■ **YOUR TASK**:
Below are records that contain pictures; transcribe the text exactly and omit the pictures.

■ **DATA PROVIDED**:
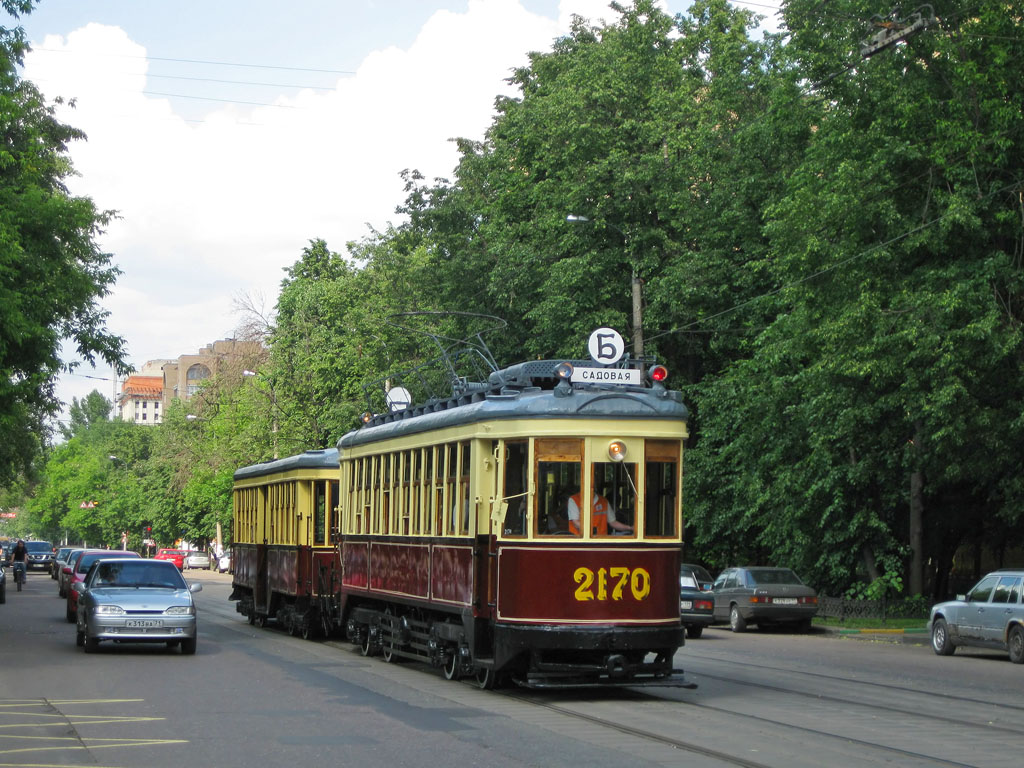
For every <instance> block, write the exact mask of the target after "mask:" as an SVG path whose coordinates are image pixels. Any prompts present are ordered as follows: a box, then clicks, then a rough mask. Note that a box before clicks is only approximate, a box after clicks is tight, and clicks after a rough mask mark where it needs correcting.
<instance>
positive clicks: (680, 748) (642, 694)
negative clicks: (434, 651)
mask: <svg viewBox="0 0 1024 768" xmlns="http://www.w3.org/2000/svg"><path fill="white" fill-rule="evenodd" d="M636 693H637V695H639V696H643V697H647V698H651V699H658V700H663V701H666V702H669V699H665V698H662V697H660V696H657V695H656V694H655V693H652V692H648V691H636ZM500 695H503V696H505V697H508V698H513V699H515V700H517V701H520V702H523V703H527V705H530V706H532V707H538V708H542V709H545V710H548V711H551V712H554V713H557V714H559V715H561V716H563V717H567V718H571V719H574V720H579V721H584V722H587V723H590V724H592V725H598V726H601V727H602V728H606V729H609V730H614V731H616V732H620V733H623V734H626V735H630V736H633V737H635V738H641V739H645V740H647V741H652V742H655V743H658V744H663V745H666V746H671V748H673V749H675V750H679V751H682V752H686V753H690V754H694V755H700V756H703V757H709V758H713V759H715V760H718V761H721V762H722V763H723V764H725V765H732V766H742V767H743V768H777V765H778V764H777V763H765V762H760V761H757V760H752V759H750V758H745V757H742V756H740V755H736V754H735V753H729V752H724V751H722V750H716V749H713V748H709V746H703V745H701V744H697V743H694V742H692V741H687V740H684V739H680V738H675V737H672V736H668V735H665V734H660V733H656V732H653V731H650V730H647V729H643V728H637V727H633V726H629V725H624V724H623V723H620V722H616V721H614V720H611V719H608V718H602V717H599V716H595V715H589V714H587V713H582V712H580V711H578V710H574V709H572V708H571V707H565V706H561V705H557V703H552V702H550V701H540V700H537V699H536V698H535V697H531V696H530V695H529V694H527V693H522V692H517V691H500ZM672 703H677V705H682V706H685V707H692V708H697V709H699V710H702V711H706V712H714V713H717V714H720V715H725V716H727V717H729V718H740V719H743V720H745V721H749V722H755V723H758V724H761V725H766V726H770V727H772V728H785V729H788V730H793V731H797V732H800V733H802V734H804V735H806V736H813V737H818V738H827V739H830V740H838V741H841V742H843V743H844V744H846V745H849V744H859V745H861V746H864V748H866V749H868V750H870V751H872V752H876V753H884V754H885V755H887V756H892V757H893V758H894V759H904V760H905V759H912V760H918V761H921V762H923V763H928V764H930V765H937V766H938V765H941V766H950V767H952V768H976V766H975V765H974V764H972V763H964V762H959V761H955V760H948V759H945V758H941V757H937V756H935V755H932V754H927V753H921V752H914V751H911V750H904V749H900V748H894V746H890V745H887V744H879V743H877V742H873V741H868V740H865V739H858V738H853V737H851V736H849V735H845V734H837V733H833V732H830V731H826V730H821V729H816V728H811V727H807V726H797V725H794V724H792V723H787V722H784V721H781V720H775V719H772V718H767V717H763V716H757V715H750V714H743V713H737V712H734V711H731V710H728V709H726V708H723V707H717V706H714V705H707V703H700V702H686V703H683V702H679V701H672Z"/></svg>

■ **ANSWER AREA**:
For every <instance> block, write the exact mask of the target after "mask:" as an SVG path whose coordinates are image pixels. Any prompts present are ordered as follows: a box, then clicks, then a rough mask. Note that a box before clicks is only approximate, a box after clicks is tight, and clicks after a rough mask mark where it needs correcting.
<instance>
positive clicks: (680, 748) (642, 694)
negative clicks: (434, 651)
mask: <svg viewBox="0 0 1024 768" xmlns="http://www.w3.org/2000/svg"><path fill="white" fill-rule="evenodd" d="M636 693H637V695H639V696H643V697H647V698H651V699H658V700H663V701H666V702H669V699H665V698H662V697H660V696H657V695H656V694H655V693H652V692H648V691H636ZM500 695H503V696H505V697H508V698H513V699H515V700H517V701H520V702H523V703H527V705H530V706H532V707H538V708H542V709H545V710H548V711H551V712H554V713H557V714H559V715H561V716H563V717H567V718H571V719H574V720H579V721H584V722H587V723H590V724H592V725H598V726H601V727H602V728H606V729H609V730H614V731H616V732H620V733H623V734H626V735H630V736H633V737H635V738H641V739H645V740H647V741H652V742H655V743H658V744H663V745H666V746H671V748H673V749H675V750H679V751H682V752H686V753H690V754H694V755H700V756H703V757H709V758H713V759H715V760H718V761H721V762H722V763H723V764H725V765H732V766H742V767H743V768H777V765H778V764H777V763H765V762H760V761H757V760H752V759H750V758H745V757H742V756H740V755H736V754H735V753H729V752H724V751H722V750H716V749H713V748H709V746H703V745H701V744H697V743H694V742H692V741H687V740H684V739H680V738H675V737H672V736H668V735H665V734H660V733H656V732H653V731H650V730H647V729H643V728H637V727H633V726H629V725H624V724H623V723H620V722H616V721H614V720H611V719H608V718H602V717H599V716H595V715H589V714H587V713H582V712H580V711H578V710H574V709H572V708H571V707H565V706H561V705H557V703H552V702H550V701H540V700H537V699H536V698H535V697H531V696H530V695H529V694H527V693H522V692H517V691H500ZM672 703H677V705H682V706H685V707H692V708H697V709H699V710H702V711H706V712H714V713H717V714H720V715H725V716H727V717H729V718H740V719H743V720H745V721H749V722H755V723H758V724H761V725H766V726H770V727H772V728H785V729H788V730H793V731H797V732H800V733H802V734H804V735H806V736H813V737H818V738H827V739H830V740H838V741H841V742H843V743H844V744H846V745H849V744H859V745H861V746H864V748H866V749H868V750H870V751H872V752H876V753H884V754H885V755H887V756H892V757H893V758H894V759H904V760H905V759H912V760H918V761H921V762H923V763H928V764H930V765H937V766H938V765H941V766H950V767H952V768H976V766H975V765H974V764H972V763H964V762H959V761H955V760H948V759H945V758H941V757H937V756H935V755H932V754H927V753H921V752H914V751H911V750H904V749H900V748H894V746H890V745H887V744H879V743H877V742H873V741H868V740H865V739H858V738H853V737H851V736H849V735H845V734H837V733H833V732H830V731H826V730H821V729H816V728H811V727H807V726H797V725H794V724H792V723H787V722H784V721H781V720H775V719H772V718H767V717H763V716H757V715H750V714H743V713H737V712H734V711H731V710H728V709H726V708H723V707H717V706H714V705H707V703H700V702H686V703H683V702H679V701H672Z"/></svg>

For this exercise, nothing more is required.